**The request:** Reproduce the data below word for word, starting at its first line and stopping after the line that contains "360L214 320L207 300L245". Leave out the pictures.

**Supplied information:**
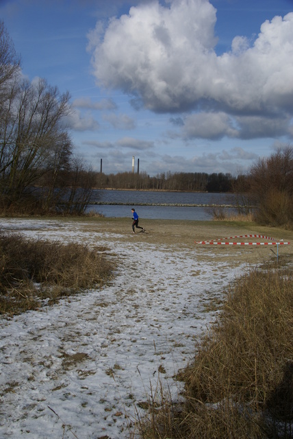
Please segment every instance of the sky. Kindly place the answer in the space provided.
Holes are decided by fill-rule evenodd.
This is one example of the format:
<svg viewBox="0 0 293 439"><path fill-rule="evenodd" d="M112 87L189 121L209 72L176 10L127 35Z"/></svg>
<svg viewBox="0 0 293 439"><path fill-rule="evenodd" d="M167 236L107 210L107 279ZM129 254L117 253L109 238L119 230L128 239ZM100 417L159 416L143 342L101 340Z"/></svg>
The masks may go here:
<svg viewBox="0 0 293 439"><path fill-rule="evenodd" d="M245 173L292 145L293 0L0 0L23 75L105 174Z"/></svg>

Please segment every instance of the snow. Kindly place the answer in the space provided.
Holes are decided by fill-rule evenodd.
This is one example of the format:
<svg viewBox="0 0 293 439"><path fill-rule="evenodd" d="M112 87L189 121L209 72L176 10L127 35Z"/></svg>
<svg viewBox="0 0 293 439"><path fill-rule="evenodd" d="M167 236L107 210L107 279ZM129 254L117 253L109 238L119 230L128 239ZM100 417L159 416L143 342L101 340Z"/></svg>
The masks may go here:
<svg viewBox="0 0 293 439"><path fill-rule="evenodd" d="M192 360L214 320L207 300L245 269L201 258L199 247L159 246L79 223L1 220L25 236L105 245L118 258L110 285L0 320L0 437L127 438L138 404ZM115 239L113 239L113 235ZM133 239L134 238L134 239ZM170 251L171 250L171 251Z"/></svg>

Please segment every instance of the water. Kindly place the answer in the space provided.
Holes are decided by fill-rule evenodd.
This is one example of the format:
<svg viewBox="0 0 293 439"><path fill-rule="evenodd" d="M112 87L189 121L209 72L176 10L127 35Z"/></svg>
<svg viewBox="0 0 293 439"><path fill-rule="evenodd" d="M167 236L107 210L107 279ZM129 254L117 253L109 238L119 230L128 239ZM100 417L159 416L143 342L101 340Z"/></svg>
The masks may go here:
<svg viewBox="0 0 293 439"><path fill-rule="evenodd" d="M226 204L233 203L233 195L225 193L199 192L159 192L153 191L95 190L91 201L119 204L90 204L87 211L94 211L106 217L132 217L134 207L140 220L212 220L210 209L201 206L140 206L153 204ZM125 203L125 204L121 204Z"/></svg>

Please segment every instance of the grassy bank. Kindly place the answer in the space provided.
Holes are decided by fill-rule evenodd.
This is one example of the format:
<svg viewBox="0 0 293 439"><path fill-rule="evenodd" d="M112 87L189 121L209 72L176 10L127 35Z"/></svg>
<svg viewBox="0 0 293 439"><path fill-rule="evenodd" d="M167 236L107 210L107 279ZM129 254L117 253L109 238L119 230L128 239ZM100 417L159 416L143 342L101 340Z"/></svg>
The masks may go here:
<svg viewBox="0 0 293 439"><path fill-rule="evenodd" d="M0 233L0 313L18 314L101 285L113 270L104 250Z"/></svg>
<svg viewBox="0 0 293 439"><path fill-rule="evenodd" d="M293 272L266 264L239 279L194 361L185 403L161 395L144 439L293 438Z"/></svg>

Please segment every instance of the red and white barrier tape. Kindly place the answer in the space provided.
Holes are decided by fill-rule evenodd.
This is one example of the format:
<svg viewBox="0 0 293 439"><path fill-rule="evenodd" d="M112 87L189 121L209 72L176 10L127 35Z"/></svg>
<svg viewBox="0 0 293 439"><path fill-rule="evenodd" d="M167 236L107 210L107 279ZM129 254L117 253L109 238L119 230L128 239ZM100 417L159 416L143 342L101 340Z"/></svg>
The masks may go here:
<svg viewBox="0 0 293 439"><path fill-rule="evenodd" d="M268 239L272 242L231 242L227 239L233 239L234 238L262 238ZM229 238L220 238L218 239L211 239L210 241L195 241L196 244L210 244L217 246L284 246L288 245L290 242L284 242L283 240L277 241L275 238L271 238L264 235L241 235L238 236L231 236Z"/></svg>

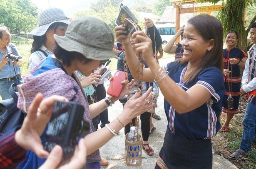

**Task result:**
Please segment every instance of the sky. Kindly place the answer in the space provided.
Holes are decided by fill-rule evenodd.
This is one example of the format:
<svg viewBox="0 0 293 439"><path fill-rule="evenodd" d="M112 87L189 121L209 72L176 10L127 35Z"/></svg>
<svg viewBox="0 0 293 439"><path fill-rule="evenodd" d="M167 236L107 210L107 279ZM129 254L117 253L109 238L119 230L128 239ZM100 417L159 416L143 342L101 340Z"/></svg>
The masks may go here:
<svg viewBox="0 0 293 439"><path fill-rule="evenodd" d="M245 173L292 145L293 0L0 0L23 75L105 174Z"/></svg>

Please segment every instance of the snow. Kindly place the answer in the space provided.
Holes are decided by fill-rule evenodd.
This is one example of the format:
<svg viewBox="0 0 293 439"><path fill-rule="evenodd" d="M112 87L189 121L209 72L176 10L127 35Z"/></svg>
<svg viewBox="0 0 293 439"><path fill-rule="evenodd" d="M167 236L107 210L107 279ZM129 254L117 253L109 238L119 230L128 239ZM100 417L159 416L143 342L101 340Z"/></svg>
The masks may go here:
<svg viewBox="0 0 293 439"><path fill-rule="evenodd" d="M192 360L214 320L207 300L245 269L201 258L199 247L159 246L79 223L1 220L25 236L105 245L118 258L110 285L0 320L0 437L127 438L138 404ZM115 239L113 239L113 235ZM133 239L134 238L134 239ZM170 251L171 250L171 251Z"/></svg>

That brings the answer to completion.